▶ **Problem requirements**:
The required output is the complete data, repeated without alteration.
Top of Recorded information
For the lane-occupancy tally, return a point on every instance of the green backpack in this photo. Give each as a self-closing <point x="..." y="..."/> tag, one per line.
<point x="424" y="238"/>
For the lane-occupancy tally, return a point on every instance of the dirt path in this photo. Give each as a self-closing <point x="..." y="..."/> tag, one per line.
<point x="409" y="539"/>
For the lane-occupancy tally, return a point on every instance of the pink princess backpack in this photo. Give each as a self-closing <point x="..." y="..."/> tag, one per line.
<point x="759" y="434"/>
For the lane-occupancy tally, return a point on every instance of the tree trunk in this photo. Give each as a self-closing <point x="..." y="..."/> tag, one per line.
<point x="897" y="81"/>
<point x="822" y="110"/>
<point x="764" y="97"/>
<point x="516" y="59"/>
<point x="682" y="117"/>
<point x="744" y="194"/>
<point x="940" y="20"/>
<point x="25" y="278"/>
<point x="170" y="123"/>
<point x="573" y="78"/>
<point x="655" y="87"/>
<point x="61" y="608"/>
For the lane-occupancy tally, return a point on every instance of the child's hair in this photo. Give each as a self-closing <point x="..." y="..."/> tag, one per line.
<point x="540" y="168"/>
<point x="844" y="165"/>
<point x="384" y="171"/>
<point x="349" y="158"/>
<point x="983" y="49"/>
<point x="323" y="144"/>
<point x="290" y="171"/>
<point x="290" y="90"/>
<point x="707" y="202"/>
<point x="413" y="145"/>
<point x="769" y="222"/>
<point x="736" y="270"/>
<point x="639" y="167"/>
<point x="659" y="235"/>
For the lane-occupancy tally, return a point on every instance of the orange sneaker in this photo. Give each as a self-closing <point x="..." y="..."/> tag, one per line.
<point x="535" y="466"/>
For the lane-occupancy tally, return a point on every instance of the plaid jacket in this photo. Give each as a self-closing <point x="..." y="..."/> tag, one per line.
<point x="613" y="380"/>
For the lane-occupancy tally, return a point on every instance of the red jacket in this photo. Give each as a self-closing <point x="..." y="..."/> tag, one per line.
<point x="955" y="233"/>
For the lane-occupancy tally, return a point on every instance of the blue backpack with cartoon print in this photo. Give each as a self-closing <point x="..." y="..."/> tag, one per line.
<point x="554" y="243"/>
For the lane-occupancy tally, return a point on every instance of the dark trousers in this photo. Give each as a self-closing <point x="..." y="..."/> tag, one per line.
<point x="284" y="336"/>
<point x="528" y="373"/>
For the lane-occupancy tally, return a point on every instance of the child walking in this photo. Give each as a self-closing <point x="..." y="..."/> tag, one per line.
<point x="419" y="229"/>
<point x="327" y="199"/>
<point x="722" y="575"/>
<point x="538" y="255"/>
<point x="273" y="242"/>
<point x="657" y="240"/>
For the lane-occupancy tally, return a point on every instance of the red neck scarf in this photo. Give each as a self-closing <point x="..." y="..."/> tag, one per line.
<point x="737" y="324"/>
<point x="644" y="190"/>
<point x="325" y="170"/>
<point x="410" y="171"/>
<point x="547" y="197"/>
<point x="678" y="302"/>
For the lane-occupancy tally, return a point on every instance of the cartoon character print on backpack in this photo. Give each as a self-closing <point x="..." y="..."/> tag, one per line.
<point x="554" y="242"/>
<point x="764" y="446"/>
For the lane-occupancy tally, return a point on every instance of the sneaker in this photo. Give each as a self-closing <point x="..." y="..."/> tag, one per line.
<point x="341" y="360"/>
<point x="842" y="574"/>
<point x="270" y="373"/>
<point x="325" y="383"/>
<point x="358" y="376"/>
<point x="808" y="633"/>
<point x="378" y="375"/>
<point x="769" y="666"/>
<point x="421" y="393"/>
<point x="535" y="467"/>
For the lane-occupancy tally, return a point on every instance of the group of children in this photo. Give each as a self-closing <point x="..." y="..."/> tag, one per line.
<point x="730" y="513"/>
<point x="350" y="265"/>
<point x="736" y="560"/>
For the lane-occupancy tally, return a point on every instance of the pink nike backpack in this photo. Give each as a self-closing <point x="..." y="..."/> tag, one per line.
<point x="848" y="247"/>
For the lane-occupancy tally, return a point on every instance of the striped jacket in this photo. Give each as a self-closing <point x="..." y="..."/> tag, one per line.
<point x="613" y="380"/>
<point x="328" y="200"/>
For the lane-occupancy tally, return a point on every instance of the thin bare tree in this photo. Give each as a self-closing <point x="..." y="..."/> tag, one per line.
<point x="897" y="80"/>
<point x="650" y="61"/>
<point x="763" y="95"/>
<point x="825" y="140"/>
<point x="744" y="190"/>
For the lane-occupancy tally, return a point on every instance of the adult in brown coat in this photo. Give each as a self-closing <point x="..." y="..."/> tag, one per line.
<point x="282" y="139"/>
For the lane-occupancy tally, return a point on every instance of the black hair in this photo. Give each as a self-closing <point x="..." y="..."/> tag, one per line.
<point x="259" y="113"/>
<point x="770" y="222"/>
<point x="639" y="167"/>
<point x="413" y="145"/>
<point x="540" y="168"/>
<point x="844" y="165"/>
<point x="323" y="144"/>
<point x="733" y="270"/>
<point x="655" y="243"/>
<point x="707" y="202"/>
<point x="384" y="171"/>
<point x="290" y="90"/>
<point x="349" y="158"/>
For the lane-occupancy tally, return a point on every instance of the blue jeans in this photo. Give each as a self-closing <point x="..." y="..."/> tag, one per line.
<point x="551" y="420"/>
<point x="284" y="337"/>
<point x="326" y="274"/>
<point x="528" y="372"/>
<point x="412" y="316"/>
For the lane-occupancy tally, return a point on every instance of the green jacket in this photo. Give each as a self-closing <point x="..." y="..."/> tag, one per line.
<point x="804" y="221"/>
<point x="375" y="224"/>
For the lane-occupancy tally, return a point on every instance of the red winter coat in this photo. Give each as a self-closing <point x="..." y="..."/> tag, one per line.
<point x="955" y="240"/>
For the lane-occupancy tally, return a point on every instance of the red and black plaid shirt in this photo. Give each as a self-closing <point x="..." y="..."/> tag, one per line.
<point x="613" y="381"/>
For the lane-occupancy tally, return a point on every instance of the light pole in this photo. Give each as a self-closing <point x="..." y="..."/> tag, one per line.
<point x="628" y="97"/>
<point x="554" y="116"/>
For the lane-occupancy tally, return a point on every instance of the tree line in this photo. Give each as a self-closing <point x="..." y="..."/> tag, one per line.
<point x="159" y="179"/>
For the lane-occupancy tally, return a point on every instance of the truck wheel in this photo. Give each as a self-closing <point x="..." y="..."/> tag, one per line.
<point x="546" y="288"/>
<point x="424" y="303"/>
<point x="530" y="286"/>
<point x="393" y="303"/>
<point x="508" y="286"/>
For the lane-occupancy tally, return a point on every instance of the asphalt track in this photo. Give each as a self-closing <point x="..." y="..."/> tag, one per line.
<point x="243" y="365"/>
Bottom of Recorded information
▶ **Task solution**:
For the lane-occupancy tally, return a point on every instance of the green backpack in this photo. Give each as a self-closing <point x="..." y="..."/> tag, one per line.
<point x="424" y="238"/>
For the lane-occupancy tally, return a point on every instance of the dirt path in this photo. Give each as a self-closing <point x="..." y="..."/> tag, one per line.
<point x="409" y="539"/>
For the lane-occupancy tally, return a point on every instance of the pink princess backpack in this photo. Give each as a self-closing <point x="..." y="..."/> tag, one per line.
<point x="759" y="434"/>
For the lane-occupancy tally, return a point on every instance of the tree trunk in this photo. Give each as a self-closing <point x="..." y="..."/> tag, one per line.
<point x="897" y="81"/>
<point x="822" y="110"/>
<point x="764" y="97"/>
<point x="516" y="59"/>
<point x="682" y="117"/>
<point x="744" y="194"/>
<point x="940" y="20"/>
<point x="25" y="278"/>
<point x="170" y="123"/>
<point x="573" y="78"/>
<point x="655" y="87"/>
<point x="61" y="608"/>
For the lane-occupancy tally, return a point on every instance of the child's hair in this photo. Give each as a self-closing <point x="..." y="..."/> tag, one per line.
<point x="540" y="168"/>
<point x="844" y="165"/>
<point x="384" y="171"/>
<point x="349" y="158"/>
<point x="983" y="49"/>
<point x="323" y="144"/>
<point x="290" y="171"/>
<point x="290" y="90"/>
<point x="707" y="202"/>
<point x="413" y="145"/>
<point x="769" y="222"/>
<point x="736" y="270"/>
<point x="639" y="167"/>
<point x="659" y="235"/>
For the lane-occupancy tally, return a point on every instance of the orange sneaker in this photo. Give each as a self-closing <point x="..." y="..."/> tag, one per line.
<point x="535" y="466"/>
For the lane-occupancy tally, return a point on every instance of the plaid jacket in this photo. Give each as a self-closing <point x="..." y="..."/> tag, one per line.
<point x="613" y="380"/>
For the lane-occupancy tally, return a point on every instance of the red jacket in this photo. Give each as a self-closing <point x="..." y="..."/> tag, one per line.
<point x="955" y="233"/>
For the lane-occupancy tally, return a point on every instance of the blue backpack with cartoon print in this photo. Give each as a self-closing <point x="..." y="..."/> tag, one per line.
<point x="554" y="243"/>
For the lane-occupancy tally, return a point on every instance of the dark trousers in this photo. Give each as a self-closing <point x="..." y="..."/> tag, one per line.
<point x="284" y="336"/>
<point x="528" y="373"/>
For the lane-occupancy tally, return a point on every instance of the child walking in this photo. Give each as a self-closing <point x="..." y="..."/> tag, one per line.
<point x="419" y="229"/>
<point x="327" y="199"/>
<point x="722" y="575"/>
<point x="538" y="255"/>
<point x="273" y="242"/>
<point x="657" y="240"/>
For the lane-occupancy tally, return a point on every instance of the red neck scarf in this photo. Give each as a self-closing <point x="..." y="..."/> tag, one per line.
<point x="737" y="324"/>
<point x="644" y="190"/>
<point x="325" y="170"/>
<point x="410" y="171"/>
<point x="547" y="197"/>
<point x="678" y="302"/>
For the lane-occupancy tally, return a point on every instance of the cartoon character print on backpack in this photo. Give each as a self-closing <point x="..." y="..."/> tag, one per line.
<point x="554" y="242"/>
<point x="764" y="446"/>
For the lane-occupancy tally, return a point on every instance of the sneaker in this photo. Give each as a self-closing <point x="..." y="..."/> tag, one per line.
<point x="341" y="360"/>
<point x="842" y="574"/>
<point x="270" y="373"/>
<point x="325" y="383"/>
<point x="358" y="376"/>
<point x="808" y="633"/>
<point x="378" y="375"/>
<point x="769" y="666"/>
<point x="421" y="393"/>
<point x="535" y="467"/>
For the lane-occupancy tally, return a point on every instance of the group of children in this photo. Give each as a self-closing <point x="..." y="..."/> tag, one per line.
<point x="730" y="513"/>
<point x="350" y="265"/>
<point x="736" y="560"/>
For the lane-occupancy tally, return a point on every instance of the pink nike backpack in this photo. Give each as a self-closing <point x="..." y="..."/> tag, one per line.
<point x="848" y="247"/>
For the lane-occupancy tally, return a point on every instance of the striped jacket in this photo. Give each as a self-closing <point x="..." y="..."/> tag, one per line.
<point x="613" y="380"/>
<point x="328" y="200"/>
For the lane-occupancy tally, return a point on every instance of the thin bare tree in this photo. Give each as a self-closing <point x="..." y="..."/> tag, one per line.
<point x="897" y="80"/>
<point x="650" y="61"/>
<point x="763" y="95"/>
<point x="825" y="140"/>
<point x="744" y="190"/>
For the lane-occupancy tally, return a point on every instance of the adult in brown coat in this photo. Give each as a self-closing <point x="..." y="..."/> tag, one per line.
<point x="282" y="139"/>
For the lane-occupancy tally, return a point on every instance of the black hair in this photo. Give each as a self-closing <point x="..." y="..."/> tag, one per line.
<point x="259" y="113"/>
<point x="770" y="222"/>
<point x="639" y="167"/>
<point x="413" y="145"/>
<point x="540" y="168"/>
<point x="844" y="165"/>
<point x="323" y="144"/>
<point x="733" y="270"/>
<point x="655" y="243"/>
<point x="707" y="202"/>
<point x="384" y="171"/>
<point x="290" y="90"/>
<point x="349" y="158"/>
For the lane-occupancy tally, return a point on every instance of the blue jeans in this photo. Give each as a self-closing <point x="..." y="..."/> tag, one per line.
<point x="551" y="420"/>
<point x="284" y="337"/>
<point x="326" y="274"/>
<point x="528" y="372"/>
<point x="412" y="316"/>
For the lane-occupancy tally, return a point on every instance of the green jacket in this photo. Give each as a self-closing <point x="..." y="..."/> tag, one per line.
<point x="804" y="221"/>
<point x="375" y="224"/>
For the lane-occupancy tally, return a point on every instance of the red winter coat in this photo. Give each as a self-closing <point x="..." y="..."/> tag, one per line.
<point x="955" y="240"/>
For the lane-occupancy tally, return a point on every instance of the red and black plaid shirt in this photo. Give each as a self-closing <point x="..." y="..."/> tag, one per line.
<point x="613" y="381"/>
For the lane-occupancy tally, return a point on every instance of the light pole in this photo. Give each as a self-closing <point x="..." y="..."/> tag, one per line.
<point x="628" y="97"/>
<point x="554" y="116"/>
For the lane-occupancy tally, return a point on every instance of the tree line in this photo. Give each as a self-closing <point x="..." y="..."/> tag, one per line.
<point x="159" y="179"/>
For the lane-occupancy tally, return a point on every instance of the truck wheel in this photo. Give each as a self-closing <point x="..." y="..."/> tag, one per line.
<point x="546" y="288"/>
<point x="424" y="303"/>
<point x="530" y="286"/>
<point x="393" y="303"/>
<point x="508" y="286"/>
For the lane-occupancy tally, return a point on every instance of the asphalt track in this photo. Give each as a self-closing <point x="..." y="..."/> tag, one per line.
<point x="243" y="365"/>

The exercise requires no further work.